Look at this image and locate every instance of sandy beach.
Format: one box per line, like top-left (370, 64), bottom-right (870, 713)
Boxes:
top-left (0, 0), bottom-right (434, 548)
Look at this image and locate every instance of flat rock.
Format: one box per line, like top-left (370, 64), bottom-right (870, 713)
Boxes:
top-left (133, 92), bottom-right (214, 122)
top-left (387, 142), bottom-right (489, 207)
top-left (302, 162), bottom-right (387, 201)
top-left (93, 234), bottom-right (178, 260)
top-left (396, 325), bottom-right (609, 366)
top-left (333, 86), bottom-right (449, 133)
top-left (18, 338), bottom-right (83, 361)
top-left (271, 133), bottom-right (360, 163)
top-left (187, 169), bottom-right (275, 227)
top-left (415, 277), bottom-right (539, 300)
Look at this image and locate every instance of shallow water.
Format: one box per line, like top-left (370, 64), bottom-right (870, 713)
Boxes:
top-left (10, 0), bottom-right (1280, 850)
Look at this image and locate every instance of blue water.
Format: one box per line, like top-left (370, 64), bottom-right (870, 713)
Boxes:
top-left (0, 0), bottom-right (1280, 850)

=-=-=

§ Challenge: Copy out every line of the items above word for word, with the same order, numbers and punctuation.

§ Reply:
Look at this image and locate every instance of sandy beach.
Format: one box per line, like top-left (370, 64), bottom-right (870, 713)
Boxes:
top-left (0, 0), bottom-right (434, 548)
Look at this image and locate every instance of flat rock.
Format: one box per line, like top-left (370, 64), bottom-right (870, 713)
Boxes:
top-left (133, 92), bottom-right (214, 122)
top-left (387, 142), bottom-right (489, 207)
top-left (302, 162), bottom-right (387, 201)
top-left (93, 234), bottom-right (178, 260)
top-left (396, 325), bottom-right (609, 366)
top-left (333, 86), bottom-right (449, 133)
top-left (18, 338), bottom-right (83, 361)
top-left (271, 133), bottom-right (360, 163)
top-left (187, 169), bottom-right (275, 227)
top-left (415, 277), bottom-right (539, 300)
Look at this image and locate every instance of shallow water.
Format: one box per line, like top-left (370, 64), bottom-right (870, 713)
Boxes:
top-left (10, 0), bottom-right (1280, 850)
Look at this image and locate every instance of blue water.
Format: one box per line, like top-left (370, 64), bottom-right (870, 713)
Boxes:
top-left (0, 0), bottom-right (1280, 850)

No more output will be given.